• [What to do]:
A. List every person named in the article about the teacher who helped a student's grandmother during a stroke.
B. Carry on the article about the teacher who helped a student's grandmother during a stroke, beginning right after its final sentence.

• [Selected passage]:
========
Edgewood Elementary School teacher in Michigan, Julia Koch, saved a student’s grandmother who was having a stroke over Zoom. She noticed the grandmother, Cynthia Phillips, was a bit off when she called Koch about some technical difficulties she was having. Phillips’s voice was off and Koch knew that she had to call emergency services.
“It was clear there was something very wrong. Her words were so jumbled, and I couldn’t understand what she was trying to say,” the teacher told CNN, “She didn’t sound like herself.”
Koch then sprung into action and called the principal of the school who had a staff member call for help. Julia stayed on the phone with her until the ambulance got to Phillips’s house.
“I noticed her speech was impaired, and I asked her if she was alright, and she was stumbling over her words and it was getting worse by the minute, Charlie Lovelady, the principal of the school said, “I knew the symptoms of a stroke because I lost my father from a stroke so I told her hold on and immediately got her help.”
Lovelady had people go and check on Phillips and the two young children she was caring for. She expressed her gratitude to CNN for the fast action from everyone at the school.
========
(Saved entries)
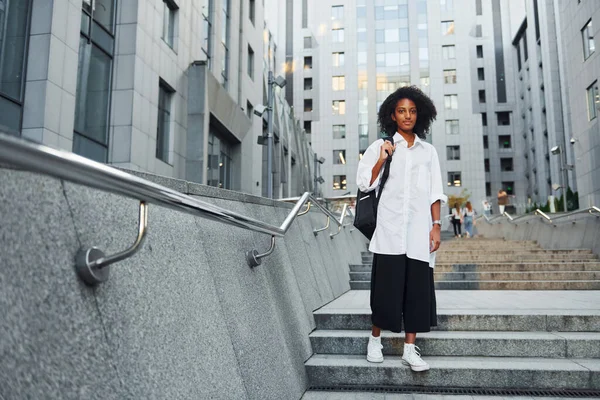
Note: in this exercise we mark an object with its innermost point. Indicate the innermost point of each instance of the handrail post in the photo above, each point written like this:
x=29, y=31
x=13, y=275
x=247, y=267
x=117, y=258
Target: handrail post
========
• [Responses by item number]:
A. Julia Koch, Cynthia Phillips, Charlie Lovelady

B.
“I would have died if it weren’t for the teacher being so quick and fast about getting me help,” she said, “It made me so close to the staff and the principal, even the secretary who hurried to get me on the phone with the principal. They showed up at my house to make sure I’m okay. I thank God I didn’t die in front of my kids.”
The superintendent of the school, Rané Garcia, also expressed how proud she was of her staff at the school. “I am immensely proud of both Ms. Koch and Mr. Lovelady, their quick actions and the energy they have poured into relationships with students and families during this new way of education are making a significant positive difference in the lives of our students and their families.”